- [Text excerpt]:
-- Opening Marker --

Effective dose is the most commonly used quantity to compare stochastic risk from different radiological procedures. Therefore, we needed to assess patient effective dose resulting from both imaging protocols. For the 2D DSA it was a straightforward method to measure entrance dose using phantom and calculate effective dose with the PCXMC software. However, we needed to define methodology for dosimetry measurements and calculations of the effective dose for the 3D RA acquisition. When the x-ray system is equipped with DAP meter, unlike our Axiom Artis BA, it is feasible to extract dose data for every frame of the rotational acquisition and to calculate corresponding effective doses for each projection using the PCXMC tool. 2 , 19 Another approach to cone-beam CT dosimetry is based on traditional CTDI metrics, recognizing that the 100 mm ion chamber has limited utility due to a larger field of view in cone beam CT geometry. More accurate measurements could be done with the longer (250 mm) pencil ion chamber 20 , or a smaller 0.6 cc Farmer ion chamber for point dose measurements 21 , 22 However, routine Quality Control tests in CT are based on CTDI measurements with the 100 mm pencil ion chamber, and other dosimetry equipment might not be easily available in the diagnostic imaging department. The ImPACT dose calculator is based on the CTDI100 measurements as well. When the scanner is not included in the software package database it is possible to find the match using an empirically derived “ImPACT factor”, calculated from the ratios of the CTDI100 values at center and periphery to air measurements. The ImPACT factor allows matching the scanner to the nearest equivalent one, included with the calculator. Evaluation of the ImPACT utility for the cone beam CT applications has been reported in the literature where it was found that calculations were generally consistent with organ doses measured with thermoluminescent dosimeters (TLD) placed at various locations inside the Rando phantom. 23 , 24 This method was adopted in our study for 3D RA patient dose calculations.

-- Closing Marker --

- [What the task requires]: Continue the text on patient dose assessment for 2D DSA and 3D rotational angiography, beginning after its last sentence.

- [Records shown]:
-- Opening Marker --

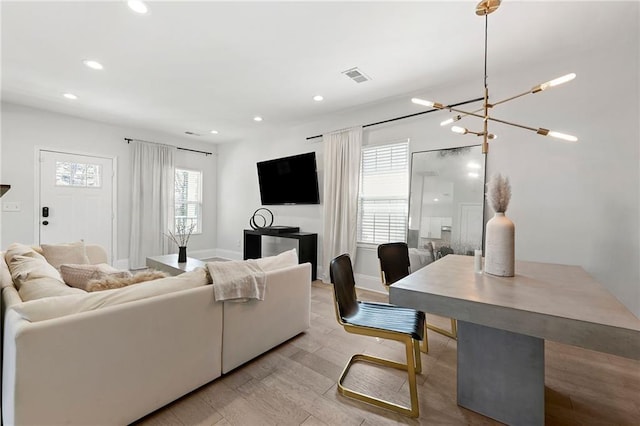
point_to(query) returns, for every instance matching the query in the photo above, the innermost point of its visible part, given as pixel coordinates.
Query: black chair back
(344, 286)
(394, 261)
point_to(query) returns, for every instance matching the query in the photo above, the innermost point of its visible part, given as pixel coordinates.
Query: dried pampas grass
(498, 193)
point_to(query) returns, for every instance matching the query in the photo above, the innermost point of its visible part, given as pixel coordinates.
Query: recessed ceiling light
(93, 64)
(137, 6)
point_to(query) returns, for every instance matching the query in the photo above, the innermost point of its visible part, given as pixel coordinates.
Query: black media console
(307, 245)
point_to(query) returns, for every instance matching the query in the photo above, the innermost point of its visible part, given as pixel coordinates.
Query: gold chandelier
(484, 8)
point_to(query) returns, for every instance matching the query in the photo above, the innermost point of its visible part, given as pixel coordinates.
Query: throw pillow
(24, 269)
(109, 282)
(54, 307)
(79, 275)
(44, 287)
(70, 253)
(283, 260)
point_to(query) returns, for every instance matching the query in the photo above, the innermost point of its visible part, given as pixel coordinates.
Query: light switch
(11, 206)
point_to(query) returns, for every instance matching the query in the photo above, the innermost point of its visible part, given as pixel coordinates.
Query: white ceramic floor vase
(500, 246)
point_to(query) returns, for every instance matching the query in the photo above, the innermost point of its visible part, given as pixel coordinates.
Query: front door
(76, 199)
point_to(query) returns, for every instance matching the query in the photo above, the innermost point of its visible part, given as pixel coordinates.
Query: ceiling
(198, 66)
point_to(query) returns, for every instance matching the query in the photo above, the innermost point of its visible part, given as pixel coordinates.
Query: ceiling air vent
(356, 75)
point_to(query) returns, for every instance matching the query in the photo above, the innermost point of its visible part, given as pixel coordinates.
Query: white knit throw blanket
(237, 279)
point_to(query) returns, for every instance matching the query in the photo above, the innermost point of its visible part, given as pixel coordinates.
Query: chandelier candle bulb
(419, 101)
(563, 136)
(477, 261)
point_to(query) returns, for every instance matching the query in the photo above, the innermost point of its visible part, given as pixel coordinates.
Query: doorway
(76, 199)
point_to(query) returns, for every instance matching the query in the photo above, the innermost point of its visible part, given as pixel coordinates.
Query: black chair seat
(388, 317)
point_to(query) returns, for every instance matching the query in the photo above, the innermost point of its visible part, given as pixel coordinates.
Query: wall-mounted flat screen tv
(289, 180)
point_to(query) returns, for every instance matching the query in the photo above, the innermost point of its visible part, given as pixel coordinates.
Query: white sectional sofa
(113, 356)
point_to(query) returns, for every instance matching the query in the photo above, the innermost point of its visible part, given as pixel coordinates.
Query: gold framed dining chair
(378, 320)
(395, 264)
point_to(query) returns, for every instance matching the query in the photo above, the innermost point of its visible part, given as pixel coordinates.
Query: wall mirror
(446, 203)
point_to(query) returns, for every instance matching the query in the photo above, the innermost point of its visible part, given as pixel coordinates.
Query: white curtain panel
(342, 151)
(152, 201)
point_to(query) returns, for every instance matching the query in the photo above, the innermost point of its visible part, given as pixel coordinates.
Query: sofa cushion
(112, 281)
(41, 287)
(70, 253)
(79, 275)
(26, 268)
(5, 274)
(280, 261)
(54, 307)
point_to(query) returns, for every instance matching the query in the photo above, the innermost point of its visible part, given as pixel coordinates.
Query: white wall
(572, 203)
(24, 130)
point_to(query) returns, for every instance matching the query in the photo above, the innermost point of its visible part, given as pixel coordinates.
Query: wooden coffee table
(169, 263)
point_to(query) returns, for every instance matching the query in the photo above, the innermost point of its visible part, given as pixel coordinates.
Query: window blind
(384, 193)
(188, 199)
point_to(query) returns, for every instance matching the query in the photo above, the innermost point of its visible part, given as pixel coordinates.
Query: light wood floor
(295, 383)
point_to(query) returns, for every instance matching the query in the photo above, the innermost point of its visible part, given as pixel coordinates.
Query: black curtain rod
(180, 148)
(410, 115)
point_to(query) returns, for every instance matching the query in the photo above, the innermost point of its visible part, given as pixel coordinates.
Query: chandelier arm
(513, 124)
(463, 115)
(473, 114)
(511, 98)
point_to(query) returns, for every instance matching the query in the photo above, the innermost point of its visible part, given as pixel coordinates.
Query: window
(188, 199)
(78, 174)
(383, 202)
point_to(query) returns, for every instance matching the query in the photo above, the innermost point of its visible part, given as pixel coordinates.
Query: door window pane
(78, 174)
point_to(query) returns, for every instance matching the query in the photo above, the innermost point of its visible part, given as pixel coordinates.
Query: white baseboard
(228, 254)
(203, 254)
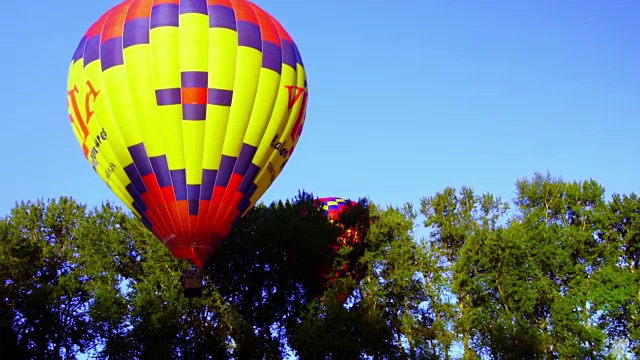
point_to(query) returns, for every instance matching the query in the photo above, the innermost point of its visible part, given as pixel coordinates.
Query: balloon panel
(188, 110)
(334, 206)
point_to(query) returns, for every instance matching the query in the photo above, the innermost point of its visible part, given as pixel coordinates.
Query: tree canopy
(550, 274)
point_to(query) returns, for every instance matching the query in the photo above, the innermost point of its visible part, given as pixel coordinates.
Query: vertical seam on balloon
(153, 204)
(179, 225)
(201, 213)
(106, 95)
(221, 214)
(288, 118)
(169, 227)
(275, 98)
(81, 74)
(209, 217)
(188, 234)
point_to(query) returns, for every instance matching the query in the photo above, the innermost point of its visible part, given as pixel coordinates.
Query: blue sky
(405, 98)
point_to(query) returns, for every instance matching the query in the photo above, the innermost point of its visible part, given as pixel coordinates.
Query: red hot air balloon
(188, 110)
(351, 237)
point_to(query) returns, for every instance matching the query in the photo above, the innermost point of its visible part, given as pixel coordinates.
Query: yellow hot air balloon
(188, 110)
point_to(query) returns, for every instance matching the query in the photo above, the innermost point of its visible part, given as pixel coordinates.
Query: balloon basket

-- Closing Marker --

- [Task result]:
It was a limitation of our study that only specific equipment and protocols were investigated; however, our goal was to evaluate procedures performed in our institution to establish better patient practices. With the availability of DAP meter on newer DSA equipment, we may not have to do these complex dose calculations. However, since current DSA equipment used in practice do not have dose information available, this method is still relevant.


Our comparison of two alternative imaging protocols demonstrated that patient effective dose and scatter radiation to the staff were significantly lower from the 3D RA than that from the 2D projection DSA acquisitions used in the planning of cerebral aneurysm coiling. Based on the results of our study, the group of neuroradiologists in our institution was encouraged to implement rotational angiography acquisition for assessment of cerebral aneurysm. The use of rotational angiogram may potentially obviate the need for multiple oblique angiograms in this group of patients.


The authors have nothing to disclose.